Aim of the exercise = Find every line in the entries below that contains the string "woman", matching case exactly, and copy each of those lines.

[Region labeling entries]
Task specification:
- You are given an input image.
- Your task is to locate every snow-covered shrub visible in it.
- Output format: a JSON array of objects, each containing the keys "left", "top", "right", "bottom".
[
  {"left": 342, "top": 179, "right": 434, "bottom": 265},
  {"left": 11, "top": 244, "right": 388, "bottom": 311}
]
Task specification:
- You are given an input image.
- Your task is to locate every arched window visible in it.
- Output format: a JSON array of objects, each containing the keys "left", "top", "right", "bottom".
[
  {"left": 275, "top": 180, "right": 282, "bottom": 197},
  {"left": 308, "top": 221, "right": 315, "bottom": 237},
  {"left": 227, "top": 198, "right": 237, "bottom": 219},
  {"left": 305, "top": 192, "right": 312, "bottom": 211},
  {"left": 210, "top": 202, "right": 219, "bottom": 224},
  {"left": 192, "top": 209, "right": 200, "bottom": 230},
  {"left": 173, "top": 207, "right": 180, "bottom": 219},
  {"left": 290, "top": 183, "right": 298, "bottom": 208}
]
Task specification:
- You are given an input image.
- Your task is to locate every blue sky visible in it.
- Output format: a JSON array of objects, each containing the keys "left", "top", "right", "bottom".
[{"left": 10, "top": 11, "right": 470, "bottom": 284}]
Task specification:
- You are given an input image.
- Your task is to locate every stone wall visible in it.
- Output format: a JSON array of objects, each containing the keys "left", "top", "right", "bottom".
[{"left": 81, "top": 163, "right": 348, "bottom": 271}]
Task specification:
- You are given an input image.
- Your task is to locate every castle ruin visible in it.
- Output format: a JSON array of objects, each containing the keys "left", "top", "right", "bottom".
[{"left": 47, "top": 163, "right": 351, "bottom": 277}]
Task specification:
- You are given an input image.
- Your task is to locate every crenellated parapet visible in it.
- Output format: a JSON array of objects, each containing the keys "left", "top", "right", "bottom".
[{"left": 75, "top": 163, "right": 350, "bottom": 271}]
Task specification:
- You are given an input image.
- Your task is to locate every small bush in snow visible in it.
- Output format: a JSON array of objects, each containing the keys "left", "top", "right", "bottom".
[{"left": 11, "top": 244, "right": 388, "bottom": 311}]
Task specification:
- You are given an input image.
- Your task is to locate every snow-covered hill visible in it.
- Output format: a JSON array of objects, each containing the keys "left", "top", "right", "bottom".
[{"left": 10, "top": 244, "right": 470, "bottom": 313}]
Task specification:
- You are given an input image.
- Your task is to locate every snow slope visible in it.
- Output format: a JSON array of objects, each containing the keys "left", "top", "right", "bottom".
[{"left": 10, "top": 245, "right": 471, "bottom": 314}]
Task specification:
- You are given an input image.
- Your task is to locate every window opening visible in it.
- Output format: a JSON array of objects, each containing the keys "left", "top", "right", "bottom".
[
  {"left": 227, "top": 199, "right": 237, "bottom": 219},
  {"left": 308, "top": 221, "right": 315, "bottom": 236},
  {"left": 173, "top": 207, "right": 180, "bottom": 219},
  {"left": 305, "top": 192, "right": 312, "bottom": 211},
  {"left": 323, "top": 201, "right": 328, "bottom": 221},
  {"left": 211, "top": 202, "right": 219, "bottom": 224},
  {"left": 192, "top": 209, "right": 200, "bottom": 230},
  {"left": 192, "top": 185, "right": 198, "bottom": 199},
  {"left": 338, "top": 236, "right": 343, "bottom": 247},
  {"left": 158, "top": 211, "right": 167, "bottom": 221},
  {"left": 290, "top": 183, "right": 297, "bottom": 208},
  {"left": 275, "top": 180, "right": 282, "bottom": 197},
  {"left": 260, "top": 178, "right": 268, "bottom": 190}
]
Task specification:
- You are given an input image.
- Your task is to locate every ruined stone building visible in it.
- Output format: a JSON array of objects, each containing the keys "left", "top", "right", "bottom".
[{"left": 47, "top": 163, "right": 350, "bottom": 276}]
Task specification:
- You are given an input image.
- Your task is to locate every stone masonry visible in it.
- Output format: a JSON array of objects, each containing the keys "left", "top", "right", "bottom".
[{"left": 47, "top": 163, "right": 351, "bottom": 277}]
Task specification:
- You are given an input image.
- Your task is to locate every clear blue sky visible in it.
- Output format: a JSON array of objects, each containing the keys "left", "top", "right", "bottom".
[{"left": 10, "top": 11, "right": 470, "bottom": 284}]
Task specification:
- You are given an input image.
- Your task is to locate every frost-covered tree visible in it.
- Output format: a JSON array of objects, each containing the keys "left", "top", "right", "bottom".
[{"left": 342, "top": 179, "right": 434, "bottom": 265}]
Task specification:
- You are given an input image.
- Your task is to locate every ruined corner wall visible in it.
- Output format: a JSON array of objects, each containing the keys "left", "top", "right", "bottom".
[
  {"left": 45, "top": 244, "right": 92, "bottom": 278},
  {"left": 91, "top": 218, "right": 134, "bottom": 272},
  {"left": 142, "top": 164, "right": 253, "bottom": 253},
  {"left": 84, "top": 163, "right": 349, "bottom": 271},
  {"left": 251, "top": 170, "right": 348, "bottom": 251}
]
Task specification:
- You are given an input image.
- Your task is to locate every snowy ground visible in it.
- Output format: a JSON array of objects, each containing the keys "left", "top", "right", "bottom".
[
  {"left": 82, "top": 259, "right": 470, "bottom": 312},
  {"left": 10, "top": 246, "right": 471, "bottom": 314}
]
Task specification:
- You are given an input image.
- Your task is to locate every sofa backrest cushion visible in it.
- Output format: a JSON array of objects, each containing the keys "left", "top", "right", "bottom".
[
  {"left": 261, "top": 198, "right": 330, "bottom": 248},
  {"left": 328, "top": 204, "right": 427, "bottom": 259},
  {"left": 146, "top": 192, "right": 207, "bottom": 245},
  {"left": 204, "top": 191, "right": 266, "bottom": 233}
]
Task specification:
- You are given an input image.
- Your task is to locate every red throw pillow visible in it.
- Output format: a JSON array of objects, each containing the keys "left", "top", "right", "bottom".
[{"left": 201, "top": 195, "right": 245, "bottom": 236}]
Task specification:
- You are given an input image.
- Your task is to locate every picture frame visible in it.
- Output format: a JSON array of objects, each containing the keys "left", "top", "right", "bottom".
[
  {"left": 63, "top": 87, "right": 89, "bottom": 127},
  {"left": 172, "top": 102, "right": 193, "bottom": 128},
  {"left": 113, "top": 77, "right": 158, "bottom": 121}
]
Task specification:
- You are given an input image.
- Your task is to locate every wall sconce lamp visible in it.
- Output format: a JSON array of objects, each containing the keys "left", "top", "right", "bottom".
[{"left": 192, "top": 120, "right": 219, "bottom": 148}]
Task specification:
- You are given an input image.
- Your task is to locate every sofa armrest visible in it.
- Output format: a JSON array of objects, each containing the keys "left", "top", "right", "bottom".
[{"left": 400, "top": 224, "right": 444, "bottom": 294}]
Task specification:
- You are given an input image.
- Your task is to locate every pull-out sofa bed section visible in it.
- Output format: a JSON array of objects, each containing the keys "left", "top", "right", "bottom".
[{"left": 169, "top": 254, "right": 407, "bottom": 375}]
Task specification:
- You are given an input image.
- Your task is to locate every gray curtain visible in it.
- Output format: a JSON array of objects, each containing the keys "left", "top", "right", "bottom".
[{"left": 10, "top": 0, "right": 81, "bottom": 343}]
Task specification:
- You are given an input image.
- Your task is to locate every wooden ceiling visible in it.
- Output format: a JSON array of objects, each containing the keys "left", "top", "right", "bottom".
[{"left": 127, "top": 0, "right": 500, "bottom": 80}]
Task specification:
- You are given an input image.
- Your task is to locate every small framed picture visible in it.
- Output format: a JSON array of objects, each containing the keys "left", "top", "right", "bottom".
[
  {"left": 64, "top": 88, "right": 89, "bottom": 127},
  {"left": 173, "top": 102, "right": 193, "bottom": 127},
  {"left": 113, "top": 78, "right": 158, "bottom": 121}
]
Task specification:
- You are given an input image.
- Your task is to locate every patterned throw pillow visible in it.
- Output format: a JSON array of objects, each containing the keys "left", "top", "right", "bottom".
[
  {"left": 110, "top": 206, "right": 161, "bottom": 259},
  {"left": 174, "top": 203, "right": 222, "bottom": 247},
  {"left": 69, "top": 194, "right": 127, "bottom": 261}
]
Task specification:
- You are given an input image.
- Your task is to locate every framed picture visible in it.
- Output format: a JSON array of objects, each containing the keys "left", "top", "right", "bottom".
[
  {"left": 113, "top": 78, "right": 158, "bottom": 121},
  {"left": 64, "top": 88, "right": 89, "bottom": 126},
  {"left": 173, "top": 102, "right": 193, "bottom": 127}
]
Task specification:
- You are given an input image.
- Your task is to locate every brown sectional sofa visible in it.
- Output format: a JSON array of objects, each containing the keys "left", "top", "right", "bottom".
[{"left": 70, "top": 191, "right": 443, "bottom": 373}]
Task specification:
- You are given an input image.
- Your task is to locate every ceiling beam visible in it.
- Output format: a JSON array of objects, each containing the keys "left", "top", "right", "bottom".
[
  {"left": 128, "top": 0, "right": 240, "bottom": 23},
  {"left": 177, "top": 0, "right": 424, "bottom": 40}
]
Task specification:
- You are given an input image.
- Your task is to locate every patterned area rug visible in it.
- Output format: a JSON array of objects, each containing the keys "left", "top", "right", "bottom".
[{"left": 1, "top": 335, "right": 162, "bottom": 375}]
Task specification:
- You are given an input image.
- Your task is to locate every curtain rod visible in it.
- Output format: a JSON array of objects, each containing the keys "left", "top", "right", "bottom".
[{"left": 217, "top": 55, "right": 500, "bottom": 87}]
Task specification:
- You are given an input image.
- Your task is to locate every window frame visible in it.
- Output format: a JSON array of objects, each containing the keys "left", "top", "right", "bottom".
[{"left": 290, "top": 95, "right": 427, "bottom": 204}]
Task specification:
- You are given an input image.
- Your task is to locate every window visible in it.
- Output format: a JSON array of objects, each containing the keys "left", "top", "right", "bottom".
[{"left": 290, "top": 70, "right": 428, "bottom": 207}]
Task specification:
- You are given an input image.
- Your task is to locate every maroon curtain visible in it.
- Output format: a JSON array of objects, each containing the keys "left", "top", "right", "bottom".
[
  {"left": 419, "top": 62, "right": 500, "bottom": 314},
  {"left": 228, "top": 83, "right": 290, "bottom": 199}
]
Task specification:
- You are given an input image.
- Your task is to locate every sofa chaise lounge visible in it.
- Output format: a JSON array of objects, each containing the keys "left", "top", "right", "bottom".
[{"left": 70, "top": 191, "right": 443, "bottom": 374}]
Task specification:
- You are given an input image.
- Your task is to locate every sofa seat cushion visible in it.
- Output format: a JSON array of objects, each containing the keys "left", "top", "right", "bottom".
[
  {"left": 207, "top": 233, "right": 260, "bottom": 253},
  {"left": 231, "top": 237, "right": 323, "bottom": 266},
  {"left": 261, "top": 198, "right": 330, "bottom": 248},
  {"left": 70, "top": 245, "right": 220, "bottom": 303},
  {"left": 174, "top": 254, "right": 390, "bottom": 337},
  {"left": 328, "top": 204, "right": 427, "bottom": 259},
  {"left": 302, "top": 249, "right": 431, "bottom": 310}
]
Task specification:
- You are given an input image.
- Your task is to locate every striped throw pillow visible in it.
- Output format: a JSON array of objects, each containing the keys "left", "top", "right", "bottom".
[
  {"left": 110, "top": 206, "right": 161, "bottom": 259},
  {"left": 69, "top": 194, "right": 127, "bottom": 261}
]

* * *

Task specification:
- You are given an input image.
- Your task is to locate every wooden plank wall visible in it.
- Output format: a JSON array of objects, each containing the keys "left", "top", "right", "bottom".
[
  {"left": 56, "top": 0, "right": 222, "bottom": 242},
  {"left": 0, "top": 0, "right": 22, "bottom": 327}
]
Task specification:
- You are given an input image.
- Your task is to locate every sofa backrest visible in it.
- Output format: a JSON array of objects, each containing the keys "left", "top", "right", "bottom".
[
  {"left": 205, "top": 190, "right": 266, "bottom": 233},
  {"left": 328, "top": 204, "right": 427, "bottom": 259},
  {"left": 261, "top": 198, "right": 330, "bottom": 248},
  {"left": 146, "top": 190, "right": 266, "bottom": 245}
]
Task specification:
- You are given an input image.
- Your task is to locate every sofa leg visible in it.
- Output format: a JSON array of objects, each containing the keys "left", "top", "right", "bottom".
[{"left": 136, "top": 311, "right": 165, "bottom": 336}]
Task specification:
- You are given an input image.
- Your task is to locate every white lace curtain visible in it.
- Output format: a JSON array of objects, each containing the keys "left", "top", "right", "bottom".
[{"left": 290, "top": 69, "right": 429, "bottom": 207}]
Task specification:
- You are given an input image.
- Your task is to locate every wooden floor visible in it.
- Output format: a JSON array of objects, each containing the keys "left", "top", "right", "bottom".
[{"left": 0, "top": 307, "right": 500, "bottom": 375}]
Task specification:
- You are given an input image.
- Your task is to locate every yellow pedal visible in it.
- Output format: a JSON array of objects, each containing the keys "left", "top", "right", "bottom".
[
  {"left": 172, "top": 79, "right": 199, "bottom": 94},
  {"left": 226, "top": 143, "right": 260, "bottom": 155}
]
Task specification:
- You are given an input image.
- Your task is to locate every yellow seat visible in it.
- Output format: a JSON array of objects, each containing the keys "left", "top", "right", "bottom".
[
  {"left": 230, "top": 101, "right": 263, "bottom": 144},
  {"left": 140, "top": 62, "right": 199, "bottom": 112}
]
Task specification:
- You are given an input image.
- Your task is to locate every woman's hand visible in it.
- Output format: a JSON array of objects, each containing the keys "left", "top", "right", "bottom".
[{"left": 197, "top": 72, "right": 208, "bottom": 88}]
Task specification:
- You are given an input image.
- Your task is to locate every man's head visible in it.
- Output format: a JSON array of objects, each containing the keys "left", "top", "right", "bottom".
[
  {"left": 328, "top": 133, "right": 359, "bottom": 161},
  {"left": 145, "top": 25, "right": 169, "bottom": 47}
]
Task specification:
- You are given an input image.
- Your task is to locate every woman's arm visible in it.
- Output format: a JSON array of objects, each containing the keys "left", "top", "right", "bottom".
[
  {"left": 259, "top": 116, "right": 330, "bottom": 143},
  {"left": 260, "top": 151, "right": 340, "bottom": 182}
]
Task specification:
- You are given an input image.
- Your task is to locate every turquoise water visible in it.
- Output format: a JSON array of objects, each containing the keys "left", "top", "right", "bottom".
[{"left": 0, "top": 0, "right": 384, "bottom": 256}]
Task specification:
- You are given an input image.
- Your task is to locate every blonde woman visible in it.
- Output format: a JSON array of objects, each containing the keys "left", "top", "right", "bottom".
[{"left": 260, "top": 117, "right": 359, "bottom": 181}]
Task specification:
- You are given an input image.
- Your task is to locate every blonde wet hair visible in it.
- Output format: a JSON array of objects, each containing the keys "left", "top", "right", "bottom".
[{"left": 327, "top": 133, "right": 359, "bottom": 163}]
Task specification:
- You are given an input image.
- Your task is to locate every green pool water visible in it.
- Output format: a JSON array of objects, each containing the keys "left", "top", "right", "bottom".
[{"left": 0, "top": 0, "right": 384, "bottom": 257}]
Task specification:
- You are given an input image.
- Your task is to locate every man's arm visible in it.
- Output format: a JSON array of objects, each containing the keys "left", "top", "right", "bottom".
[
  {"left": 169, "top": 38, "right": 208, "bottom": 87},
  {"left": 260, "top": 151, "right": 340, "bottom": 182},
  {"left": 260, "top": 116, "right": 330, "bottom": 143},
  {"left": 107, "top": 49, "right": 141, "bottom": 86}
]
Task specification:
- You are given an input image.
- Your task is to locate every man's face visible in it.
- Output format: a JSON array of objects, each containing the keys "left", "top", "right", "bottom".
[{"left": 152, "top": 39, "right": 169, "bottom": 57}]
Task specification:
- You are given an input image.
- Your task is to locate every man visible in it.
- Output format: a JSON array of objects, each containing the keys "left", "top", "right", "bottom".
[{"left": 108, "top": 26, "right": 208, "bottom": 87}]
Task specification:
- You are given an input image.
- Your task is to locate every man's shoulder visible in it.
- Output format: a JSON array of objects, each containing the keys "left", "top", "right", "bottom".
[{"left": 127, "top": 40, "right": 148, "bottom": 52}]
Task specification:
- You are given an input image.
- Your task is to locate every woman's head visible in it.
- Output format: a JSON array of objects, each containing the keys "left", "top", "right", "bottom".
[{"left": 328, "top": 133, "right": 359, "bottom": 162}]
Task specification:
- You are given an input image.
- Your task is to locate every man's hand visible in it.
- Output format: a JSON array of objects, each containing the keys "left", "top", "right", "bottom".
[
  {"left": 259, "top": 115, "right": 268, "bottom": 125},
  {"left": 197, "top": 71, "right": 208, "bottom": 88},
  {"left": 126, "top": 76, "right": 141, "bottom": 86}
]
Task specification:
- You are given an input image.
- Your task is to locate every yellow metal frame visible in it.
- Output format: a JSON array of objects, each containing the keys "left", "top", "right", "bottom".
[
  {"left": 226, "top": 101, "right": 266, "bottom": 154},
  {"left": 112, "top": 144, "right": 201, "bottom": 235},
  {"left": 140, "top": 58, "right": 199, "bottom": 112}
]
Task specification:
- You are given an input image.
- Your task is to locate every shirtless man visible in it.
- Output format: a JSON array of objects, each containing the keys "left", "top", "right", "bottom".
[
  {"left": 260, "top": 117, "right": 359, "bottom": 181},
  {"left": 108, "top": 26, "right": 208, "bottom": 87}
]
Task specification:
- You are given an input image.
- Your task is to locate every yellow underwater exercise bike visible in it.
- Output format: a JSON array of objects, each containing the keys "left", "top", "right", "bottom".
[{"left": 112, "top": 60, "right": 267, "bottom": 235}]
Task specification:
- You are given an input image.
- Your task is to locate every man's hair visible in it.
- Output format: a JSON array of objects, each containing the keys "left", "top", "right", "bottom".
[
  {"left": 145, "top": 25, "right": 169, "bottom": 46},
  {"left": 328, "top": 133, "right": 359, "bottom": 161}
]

The answer =
- Your task is to locate every woman's hand visible in it.
- Your task is to locate every woman's arm visible in it.
- Your task is to locate every blonde woman visible in it.
- Your task is to locate every woman's head visible in it.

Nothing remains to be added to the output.